*** Opening of Selected text ***

In a rage, Connie’s parents hired an attorney and filed a defamation of character lawsuit against Amy and her parents, seeking $1.5 million in damages. Unfortunately, Connie’s parents neglected to tell their attorney Connie was on medications to treat an STD she contracted several months before. During pretrial discovery, Amy’s attorney subpoenaed Connie’s medical records and quickly learned about Connie’s STD.

Amy’s attorney immediately filed a motion asking the court to dismiss Connie’s defamation lawsuit. As the basis of the motion, she attached as an exhibit a copy of Connie’s medical records. The court, in turn, dismissed Connie’s lawsuit. As heinous as Amy’s vicious rumor was, and as traumatic as the statements were to Connie, truth was an absolute defense.

Proving Defamation of Character

To succeed in a defamation of character per quod lawsuit requires showing the defamatory statements caused you some form of harm. You must prove this or the judge will dismiss your case. In defamation per se lawsuits, to have a viable case doesn’t necessarily mean you have to prove someone harmed you. Just the statements are enough to keep your case in court.

*** Close of Selected text ***
*** Opening of Collected data ***

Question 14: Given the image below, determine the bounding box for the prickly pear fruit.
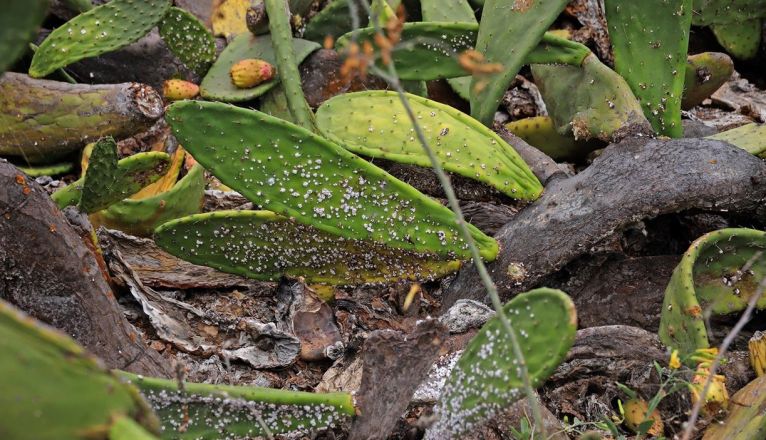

*** Close of Collected data ***

Tasks to carry out →
[1] In the defamation passage, shorten the paragraph beginning "Amy's attorney immediately filed a motion" while keeping its main facts.
[2] Carry on the defamation passage after its last sentence.
The material has no connection to the defamation passage.

Exercise responses →
[1] Amy's attorney moved to dismiss Connie's defamation lawsuit and attached Connie's medical records as an exhibit. The court dismissed the case. Amy's rumor was vicious and traumatic for Connie, but truth was an absolute defense.

[2]
Once your case gets to court, you have to lead a jury down the path from the defamation itself to the dollar figure that fairly represents the harm that person caused you. A jury may agree you were defamed, but after that, you have to give them evidence they can base a monetary verdict on.

Here are some forms of evidence to prove your case:


Since slander is the spoken word, you need one or more third parties to testify they heard the slanderous remark. For libel, they must have read it. Each person who utters the slanderous remark or forwards it in an email, posts it on social site, or otherwise spreads the false statement is a potential defendant in your lawsuit, even if they didn’t make the initial defamatory statement.

Speak with witnesses who heard or read the false statements. Ask them if they’re willing to give a written statement detailing when they heard or read the defamation, how it shocked them, and who sent it to them.

Copies of false statements

Make copies of emails, social site remarks, letters, notes, and any other evidence containing the defamatory statements against you.


This is one of the most challenging aspects of a defamation case. To give the judge or jury something they can base a verdict on, you must also show evidence the defamatory statement exposed you to hatred, ridicule, contempt, or occupational injury. Then, you have to give the jury some way to calculate your actual losses, or “damages.”

If the defamatory statements were per quod and resulted in your losing a job, you have to calculate the amount of income you lost. If you lost customers because of the statements, you have to produce evidence showing the decline of customers after the statements compared with before the statements. And you have exclude other intervening factors.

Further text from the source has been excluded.